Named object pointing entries
..........

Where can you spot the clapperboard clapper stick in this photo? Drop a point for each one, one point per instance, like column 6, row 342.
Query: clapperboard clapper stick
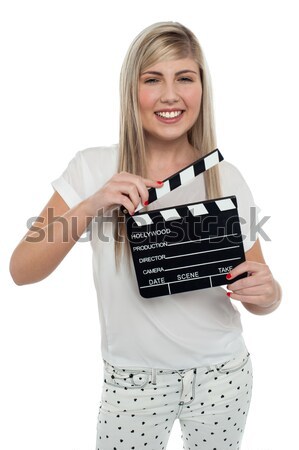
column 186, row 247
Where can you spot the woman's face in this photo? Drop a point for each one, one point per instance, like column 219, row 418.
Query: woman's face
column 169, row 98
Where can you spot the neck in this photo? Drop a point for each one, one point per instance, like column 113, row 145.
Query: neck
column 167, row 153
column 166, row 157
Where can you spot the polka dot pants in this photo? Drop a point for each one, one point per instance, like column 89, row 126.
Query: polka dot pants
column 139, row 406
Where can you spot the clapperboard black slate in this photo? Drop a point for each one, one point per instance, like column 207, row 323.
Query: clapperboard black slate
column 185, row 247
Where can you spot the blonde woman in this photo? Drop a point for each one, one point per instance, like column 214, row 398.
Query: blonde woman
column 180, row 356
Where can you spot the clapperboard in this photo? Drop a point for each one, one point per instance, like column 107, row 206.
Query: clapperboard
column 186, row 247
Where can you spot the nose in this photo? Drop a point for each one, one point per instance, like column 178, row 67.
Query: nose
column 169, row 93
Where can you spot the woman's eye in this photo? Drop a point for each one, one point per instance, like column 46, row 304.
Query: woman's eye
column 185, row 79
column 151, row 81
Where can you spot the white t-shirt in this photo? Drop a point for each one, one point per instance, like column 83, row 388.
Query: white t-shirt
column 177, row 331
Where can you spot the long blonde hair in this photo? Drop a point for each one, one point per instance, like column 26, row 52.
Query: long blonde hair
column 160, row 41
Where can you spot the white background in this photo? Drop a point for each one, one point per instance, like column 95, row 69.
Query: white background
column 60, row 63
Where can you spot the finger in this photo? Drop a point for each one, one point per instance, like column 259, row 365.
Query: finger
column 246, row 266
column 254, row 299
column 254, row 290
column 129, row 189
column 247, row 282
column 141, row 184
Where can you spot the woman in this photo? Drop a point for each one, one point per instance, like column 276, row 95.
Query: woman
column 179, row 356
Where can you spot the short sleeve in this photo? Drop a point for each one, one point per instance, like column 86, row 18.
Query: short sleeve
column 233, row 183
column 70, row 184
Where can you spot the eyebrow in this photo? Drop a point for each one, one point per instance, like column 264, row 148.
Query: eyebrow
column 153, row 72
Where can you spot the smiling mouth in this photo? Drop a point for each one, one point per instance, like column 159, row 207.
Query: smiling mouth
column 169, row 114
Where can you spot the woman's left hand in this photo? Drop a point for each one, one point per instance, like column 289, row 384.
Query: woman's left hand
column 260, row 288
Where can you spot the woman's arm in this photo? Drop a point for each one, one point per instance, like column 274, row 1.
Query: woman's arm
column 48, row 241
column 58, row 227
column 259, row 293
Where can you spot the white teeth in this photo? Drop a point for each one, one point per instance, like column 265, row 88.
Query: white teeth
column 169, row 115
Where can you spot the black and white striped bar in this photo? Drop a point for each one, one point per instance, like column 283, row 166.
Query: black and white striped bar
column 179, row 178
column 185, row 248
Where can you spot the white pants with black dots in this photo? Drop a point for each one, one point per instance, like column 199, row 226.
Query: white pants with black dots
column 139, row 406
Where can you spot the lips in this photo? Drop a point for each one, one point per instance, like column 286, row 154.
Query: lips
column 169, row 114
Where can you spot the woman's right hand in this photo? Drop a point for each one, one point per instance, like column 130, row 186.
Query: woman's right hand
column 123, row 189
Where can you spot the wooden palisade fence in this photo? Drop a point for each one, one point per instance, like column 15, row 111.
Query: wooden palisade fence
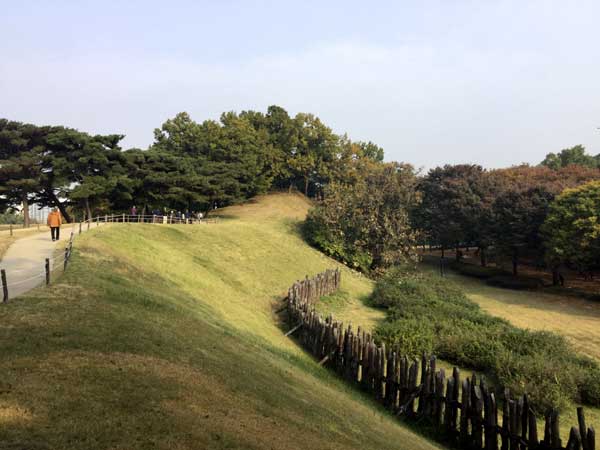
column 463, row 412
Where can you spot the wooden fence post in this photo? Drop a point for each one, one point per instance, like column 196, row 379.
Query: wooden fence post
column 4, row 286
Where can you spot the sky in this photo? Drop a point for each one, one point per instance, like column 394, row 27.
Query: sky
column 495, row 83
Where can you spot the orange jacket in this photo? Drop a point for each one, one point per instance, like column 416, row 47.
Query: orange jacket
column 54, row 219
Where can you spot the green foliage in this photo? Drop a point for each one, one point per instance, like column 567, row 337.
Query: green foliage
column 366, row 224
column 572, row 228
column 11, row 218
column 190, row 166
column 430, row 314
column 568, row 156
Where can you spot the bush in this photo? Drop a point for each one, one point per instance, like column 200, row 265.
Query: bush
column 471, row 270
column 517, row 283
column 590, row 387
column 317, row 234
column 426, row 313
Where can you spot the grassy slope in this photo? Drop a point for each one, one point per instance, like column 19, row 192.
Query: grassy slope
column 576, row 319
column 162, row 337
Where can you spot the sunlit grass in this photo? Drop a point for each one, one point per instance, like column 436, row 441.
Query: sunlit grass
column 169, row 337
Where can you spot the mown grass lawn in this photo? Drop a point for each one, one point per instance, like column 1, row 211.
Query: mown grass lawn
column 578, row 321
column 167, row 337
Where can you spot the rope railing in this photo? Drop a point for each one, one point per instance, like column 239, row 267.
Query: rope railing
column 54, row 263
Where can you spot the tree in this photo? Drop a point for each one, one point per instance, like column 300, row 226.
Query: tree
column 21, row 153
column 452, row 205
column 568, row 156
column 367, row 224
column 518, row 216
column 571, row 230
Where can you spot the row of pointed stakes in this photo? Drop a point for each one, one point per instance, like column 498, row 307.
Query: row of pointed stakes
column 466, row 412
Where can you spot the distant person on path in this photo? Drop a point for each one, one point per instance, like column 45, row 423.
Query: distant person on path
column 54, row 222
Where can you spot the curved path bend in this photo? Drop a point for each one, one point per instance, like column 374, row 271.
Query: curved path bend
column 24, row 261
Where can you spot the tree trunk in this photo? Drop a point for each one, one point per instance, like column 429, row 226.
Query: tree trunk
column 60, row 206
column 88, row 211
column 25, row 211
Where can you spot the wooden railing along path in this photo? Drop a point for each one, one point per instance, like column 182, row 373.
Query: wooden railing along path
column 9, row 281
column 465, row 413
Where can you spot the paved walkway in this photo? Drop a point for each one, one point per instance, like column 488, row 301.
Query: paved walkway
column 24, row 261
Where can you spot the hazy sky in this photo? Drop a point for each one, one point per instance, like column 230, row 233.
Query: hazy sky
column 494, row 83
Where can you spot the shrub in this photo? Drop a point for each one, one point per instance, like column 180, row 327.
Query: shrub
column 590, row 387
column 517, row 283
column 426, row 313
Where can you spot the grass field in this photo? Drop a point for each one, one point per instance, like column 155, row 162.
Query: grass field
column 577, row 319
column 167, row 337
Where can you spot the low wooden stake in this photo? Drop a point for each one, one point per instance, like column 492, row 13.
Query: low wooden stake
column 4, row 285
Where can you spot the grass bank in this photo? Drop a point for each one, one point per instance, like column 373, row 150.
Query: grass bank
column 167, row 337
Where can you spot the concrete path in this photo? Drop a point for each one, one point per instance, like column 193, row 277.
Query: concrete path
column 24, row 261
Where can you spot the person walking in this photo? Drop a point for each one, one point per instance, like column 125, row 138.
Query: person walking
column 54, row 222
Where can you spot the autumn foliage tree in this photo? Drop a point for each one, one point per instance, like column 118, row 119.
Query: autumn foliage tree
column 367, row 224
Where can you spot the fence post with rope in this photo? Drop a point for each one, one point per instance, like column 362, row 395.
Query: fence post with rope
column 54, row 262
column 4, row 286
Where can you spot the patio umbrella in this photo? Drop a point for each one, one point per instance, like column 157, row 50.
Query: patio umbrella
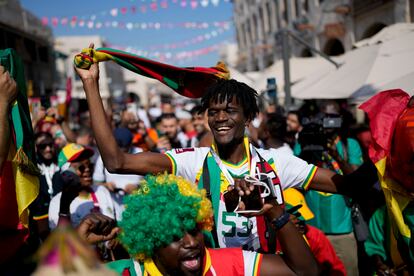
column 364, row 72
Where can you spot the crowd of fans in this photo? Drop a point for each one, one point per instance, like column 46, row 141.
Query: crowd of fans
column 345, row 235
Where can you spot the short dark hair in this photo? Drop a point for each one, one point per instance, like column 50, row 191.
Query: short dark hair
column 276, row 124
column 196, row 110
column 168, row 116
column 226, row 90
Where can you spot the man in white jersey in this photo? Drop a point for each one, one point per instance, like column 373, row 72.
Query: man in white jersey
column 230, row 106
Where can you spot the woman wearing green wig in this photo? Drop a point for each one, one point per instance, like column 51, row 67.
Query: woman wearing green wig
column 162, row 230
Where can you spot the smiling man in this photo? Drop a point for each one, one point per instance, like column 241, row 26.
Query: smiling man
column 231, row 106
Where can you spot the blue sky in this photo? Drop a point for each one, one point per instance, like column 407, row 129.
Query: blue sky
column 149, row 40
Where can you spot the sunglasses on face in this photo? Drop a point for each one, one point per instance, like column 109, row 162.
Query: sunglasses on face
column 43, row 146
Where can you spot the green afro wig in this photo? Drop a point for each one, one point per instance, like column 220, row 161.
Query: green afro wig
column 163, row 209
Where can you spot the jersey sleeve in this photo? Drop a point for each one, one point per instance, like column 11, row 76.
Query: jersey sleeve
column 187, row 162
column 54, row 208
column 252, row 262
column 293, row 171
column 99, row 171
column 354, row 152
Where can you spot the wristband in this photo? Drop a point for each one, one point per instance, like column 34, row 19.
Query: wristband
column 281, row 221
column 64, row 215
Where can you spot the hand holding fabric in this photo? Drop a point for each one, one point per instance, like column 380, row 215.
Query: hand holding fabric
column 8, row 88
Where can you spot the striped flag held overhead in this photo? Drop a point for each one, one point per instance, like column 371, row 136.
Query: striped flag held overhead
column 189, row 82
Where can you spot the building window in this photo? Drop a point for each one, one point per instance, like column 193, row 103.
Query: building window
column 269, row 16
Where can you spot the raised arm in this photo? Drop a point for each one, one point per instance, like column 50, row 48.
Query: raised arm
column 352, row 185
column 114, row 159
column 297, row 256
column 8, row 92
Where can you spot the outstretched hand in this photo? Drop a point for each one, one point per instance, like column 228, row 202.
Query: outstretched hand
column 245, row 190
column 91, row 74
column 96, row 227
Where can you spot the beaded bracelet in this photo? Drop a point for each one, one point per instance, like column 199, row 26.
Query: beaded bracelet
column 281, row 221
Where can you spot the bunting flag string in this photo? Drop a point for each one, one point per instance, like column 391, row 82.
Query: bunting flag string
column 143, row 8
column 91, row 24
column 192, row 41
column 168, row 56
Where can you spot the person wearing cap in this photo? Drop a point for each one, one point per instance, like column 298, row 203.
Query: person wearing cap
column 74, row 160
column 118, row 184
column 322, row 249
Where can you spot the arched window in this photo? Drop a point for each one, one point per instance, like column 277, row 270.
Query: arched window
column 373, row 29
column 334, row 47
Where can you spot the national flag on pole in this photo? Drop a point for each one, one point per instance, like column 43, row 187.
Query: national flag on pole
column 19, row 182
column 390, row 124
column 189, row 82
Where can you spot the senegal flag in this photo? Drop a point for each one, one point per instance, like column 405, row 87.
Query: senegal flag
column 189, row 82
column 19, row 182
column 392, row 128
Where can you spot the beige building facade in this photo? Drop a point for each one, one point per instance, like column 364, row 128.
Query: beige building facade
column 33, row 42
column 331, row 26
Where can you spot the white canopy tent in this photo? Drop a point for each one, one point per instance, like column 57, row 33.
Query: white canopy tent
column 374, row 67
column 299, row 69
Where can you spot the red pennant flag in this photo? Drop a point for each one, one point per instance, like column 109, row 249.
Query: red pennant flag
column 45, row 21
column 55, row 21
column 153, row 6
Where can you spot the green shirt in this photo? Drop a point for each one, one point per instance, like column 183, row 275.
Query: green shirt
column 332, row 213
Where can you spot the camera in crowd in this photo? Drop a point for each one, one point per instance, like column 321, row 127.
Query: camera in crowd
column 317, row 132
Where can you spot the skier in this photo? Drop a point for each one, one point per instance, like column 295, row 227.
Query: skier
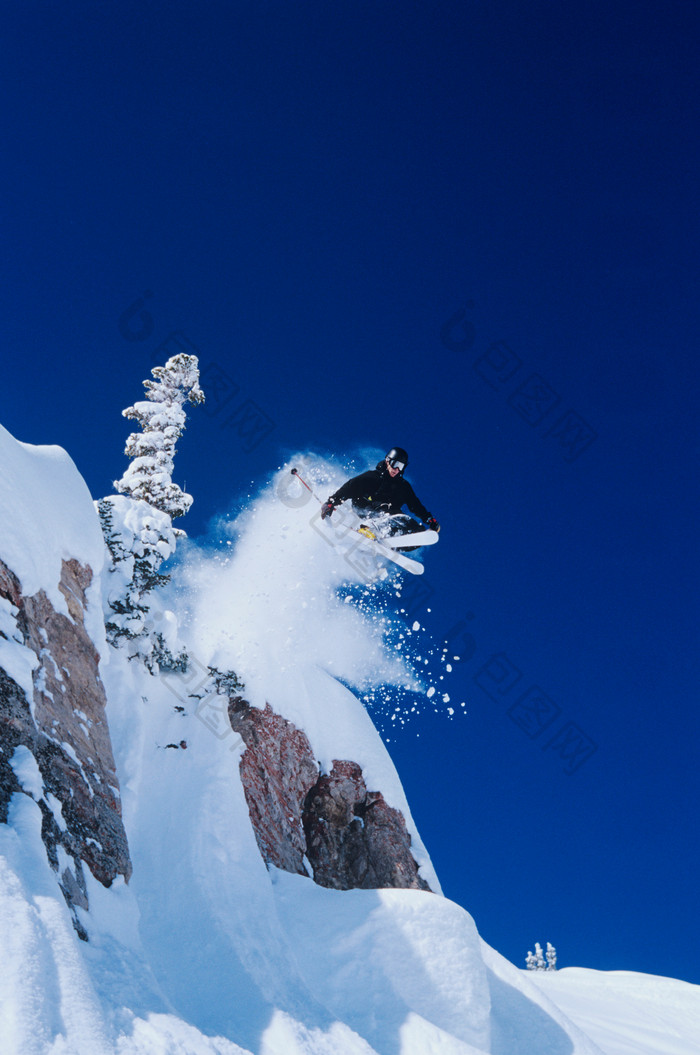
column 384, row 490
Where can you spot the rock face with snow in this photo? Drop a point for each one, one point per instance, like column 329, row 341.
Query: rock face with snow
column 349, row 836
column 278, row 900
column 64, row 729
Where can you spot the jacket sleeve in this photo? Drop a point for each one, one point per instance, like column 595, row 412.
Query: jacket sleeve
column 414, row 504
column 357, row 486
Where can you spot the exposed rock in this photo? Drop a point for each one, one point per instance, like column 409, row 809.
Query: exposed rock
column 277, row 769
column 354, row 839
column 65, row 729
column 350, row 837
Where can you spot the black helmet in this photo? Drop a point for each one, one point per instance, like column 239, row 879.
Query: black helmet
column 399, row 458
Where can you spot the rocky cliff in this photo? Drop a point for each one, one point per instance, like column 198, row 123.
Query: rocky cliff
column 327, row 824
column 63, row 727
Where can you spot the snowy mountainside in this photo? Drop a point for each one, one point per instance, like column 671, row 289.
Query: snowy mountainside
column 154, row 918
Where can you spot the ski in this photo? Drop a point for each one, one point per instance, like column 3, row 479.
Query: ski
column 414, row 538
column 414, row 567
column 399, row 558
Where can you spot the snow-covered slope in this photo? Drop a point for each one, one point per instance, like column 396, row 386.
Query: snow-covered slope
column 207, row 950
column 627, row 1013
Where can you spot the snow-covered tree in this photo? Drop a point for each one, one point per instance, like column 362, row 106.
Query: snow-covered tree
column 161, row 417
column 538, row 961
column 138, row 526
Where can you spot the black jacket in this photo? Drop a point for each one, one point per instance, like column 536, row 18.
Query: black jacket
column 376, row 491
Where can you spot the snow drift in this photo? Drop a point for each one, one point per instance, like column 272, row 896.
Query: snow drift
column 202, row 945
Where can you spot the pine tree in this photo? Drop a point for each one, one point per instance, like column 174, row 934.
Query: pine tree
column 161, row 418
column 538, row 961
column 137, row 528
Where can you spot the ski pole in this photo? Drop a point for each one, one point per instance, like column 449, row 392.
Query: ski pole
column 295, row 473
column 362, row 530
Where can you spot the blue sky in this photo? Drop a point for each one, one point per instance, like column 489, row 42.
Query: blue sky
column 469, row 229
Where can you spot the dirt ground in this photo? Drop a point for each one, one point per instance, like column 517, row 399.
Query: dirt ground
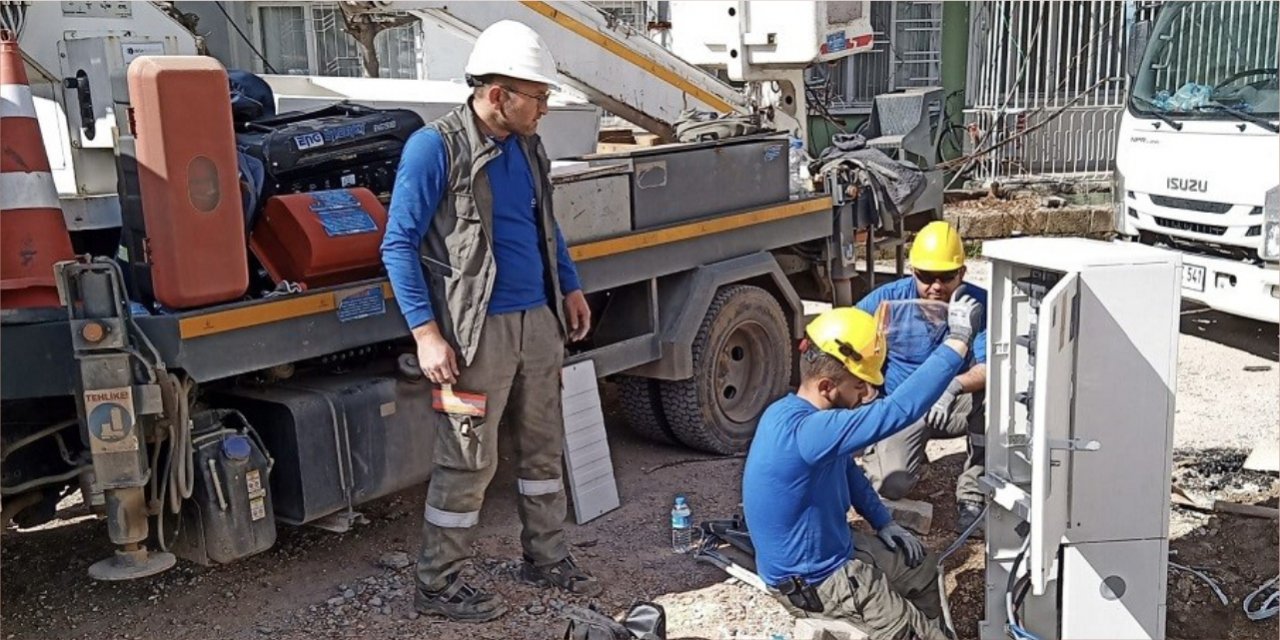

..........

**Short task:** Repeat the lines of the entries above verbatim, from the line with "Where can you spot the nose" to the line with "column 60, row 63".

**Correct response:**
Where can you spot the nose in this photo? Drop a point for each one, one point per instance, like column 178, row 67.
Query: nose
column 169, row 93
Where can you spot the woman's eye in this photo? Drop a point for each one, one point per instance, like column 46, row 304.
Query: woman's eye
column 185, row 79
column 151, row 81
Where can you spot the white t-shirt in this photo? Drop a point for each one, one point per instance, like column 83, row 388.
Query: white t-shirt
column 177, row 331
Where can you spot the long blonde hair in this photo? Drop a point for each one, one point per instance, like column 26, row 52.
Query: long blonde hair
column 160, row 41
Where can you spot the white background in this photo? Drop a point for each one, one point per instance, like column 95, row 69.
Query: white background
column 60, row 63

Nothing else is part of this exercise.